━━━━━ RECORDED DATA ━━━━━
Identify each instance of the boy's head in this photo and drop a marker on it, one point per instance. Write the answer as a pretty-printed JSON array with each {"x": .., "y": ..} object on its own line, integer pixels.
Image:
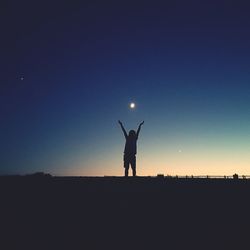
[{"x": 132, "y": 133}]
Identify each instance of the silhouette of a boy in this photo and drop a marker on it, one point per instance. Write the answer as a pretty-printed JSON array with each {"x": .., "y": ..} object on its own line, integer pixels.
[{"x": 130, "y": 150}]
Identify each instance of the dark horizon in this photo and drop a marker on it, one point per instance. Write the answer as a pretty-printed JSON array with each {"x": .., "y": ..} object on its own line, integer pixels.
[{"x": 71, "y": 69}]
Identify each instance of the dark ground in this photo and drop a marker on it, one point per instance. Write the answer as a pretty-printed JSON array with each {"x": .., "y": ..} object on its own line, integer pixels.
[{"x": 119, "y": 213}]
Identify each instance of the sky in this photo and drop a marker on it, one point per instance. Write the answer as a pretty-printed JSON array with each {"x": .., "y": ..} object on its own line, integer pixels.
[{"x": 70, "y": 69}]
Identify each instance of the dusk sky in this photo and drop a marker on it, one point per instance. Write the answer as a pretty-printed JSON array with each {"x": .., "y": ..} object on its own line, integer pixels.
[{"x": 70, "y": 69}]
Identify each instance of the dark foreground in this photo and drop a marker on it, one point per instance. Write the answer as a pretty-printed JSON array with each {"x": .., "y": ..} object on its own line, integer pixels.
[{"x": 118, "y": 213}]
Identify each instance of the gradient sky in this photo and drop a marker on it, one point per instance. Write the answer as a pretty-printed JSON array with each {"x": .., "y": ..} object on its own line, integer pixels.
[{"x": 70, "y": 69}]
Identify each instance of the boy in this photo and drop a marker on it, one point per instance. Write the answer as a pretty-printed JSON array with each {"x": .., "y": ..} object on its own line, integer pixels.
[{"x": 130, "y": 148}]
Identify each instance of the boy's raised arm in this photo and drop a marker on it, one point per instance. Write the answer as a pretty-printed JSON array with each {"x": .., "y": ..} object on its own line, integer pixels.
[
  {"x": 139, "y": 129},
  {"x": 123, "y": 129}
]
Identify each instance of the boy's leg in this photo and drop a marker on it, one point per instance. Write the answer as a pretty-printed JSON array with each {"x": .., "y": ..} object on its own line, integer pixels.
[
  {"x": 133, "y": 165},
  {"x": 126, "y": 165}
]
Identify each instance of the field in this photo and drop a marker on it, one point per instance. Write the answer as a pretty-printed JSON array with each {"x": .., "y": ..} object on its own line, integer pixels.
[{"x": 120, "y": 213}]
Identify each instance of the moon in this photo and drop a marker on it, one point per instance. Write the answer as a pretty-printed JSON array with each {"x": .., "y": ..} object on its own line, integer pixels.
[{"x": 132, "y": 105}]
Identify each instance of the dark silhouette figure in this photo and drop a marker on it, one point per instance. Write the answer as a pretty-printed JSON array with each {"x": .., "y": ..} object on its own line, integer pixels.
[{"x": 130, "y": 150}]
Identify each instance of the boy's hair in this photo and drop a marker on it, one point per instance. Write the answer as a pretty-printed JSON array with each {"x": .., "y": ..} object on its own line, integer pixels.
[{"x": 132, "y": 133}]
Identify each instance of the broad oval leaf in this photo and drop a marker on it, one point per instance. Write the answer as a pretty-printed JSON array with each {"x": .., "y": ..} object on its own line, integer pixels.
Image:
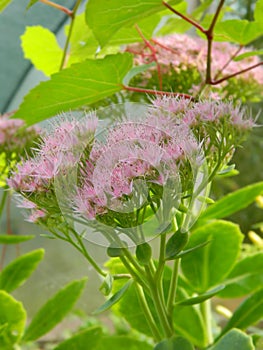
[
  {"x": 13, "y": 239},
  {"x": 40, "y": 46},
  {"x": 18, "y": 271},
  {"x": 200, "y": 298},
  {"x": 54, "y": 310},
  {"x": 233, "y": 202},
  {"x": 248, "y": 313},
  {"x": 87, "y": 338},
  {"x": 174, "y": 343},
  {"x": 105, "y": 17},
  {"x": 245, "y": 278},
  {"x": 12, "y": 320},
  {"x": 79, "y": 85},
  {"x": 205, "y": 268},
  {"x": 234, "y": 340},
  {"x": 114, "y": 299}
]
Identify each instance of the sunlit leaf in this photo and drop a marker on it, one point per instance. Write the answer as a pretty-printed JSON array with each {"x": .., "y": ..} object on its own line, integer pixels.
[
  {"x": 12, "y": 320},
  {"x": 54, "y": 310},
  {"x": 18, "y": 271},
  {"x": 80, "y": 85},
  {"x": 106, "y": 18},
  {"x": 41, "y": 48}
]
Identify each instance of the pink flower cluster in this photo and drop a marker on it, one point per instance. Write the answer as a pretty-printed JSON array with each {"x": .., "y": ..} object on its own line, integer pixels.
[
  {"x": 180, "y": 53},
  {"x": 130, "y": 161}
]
━━━━━
» **PROBLEM**
Starting with the line containing "Identify each instance of the pink" and going on through the end of the rows, write all those lines out again, requests included, adding -80 to every x and y coordinate in the answers.

» **ANSWER FOR THE TASK**
Identify each instance of the pink flower cluster in this photo and drop a marker on it, one point per instance. Write the answer as a pretty-printed JSON array with each {"x": .., "y": ..} object on its own line, integer pixels.
[
  {"x": 100, "y": -27},
  {"x": 50, "y": 81}
]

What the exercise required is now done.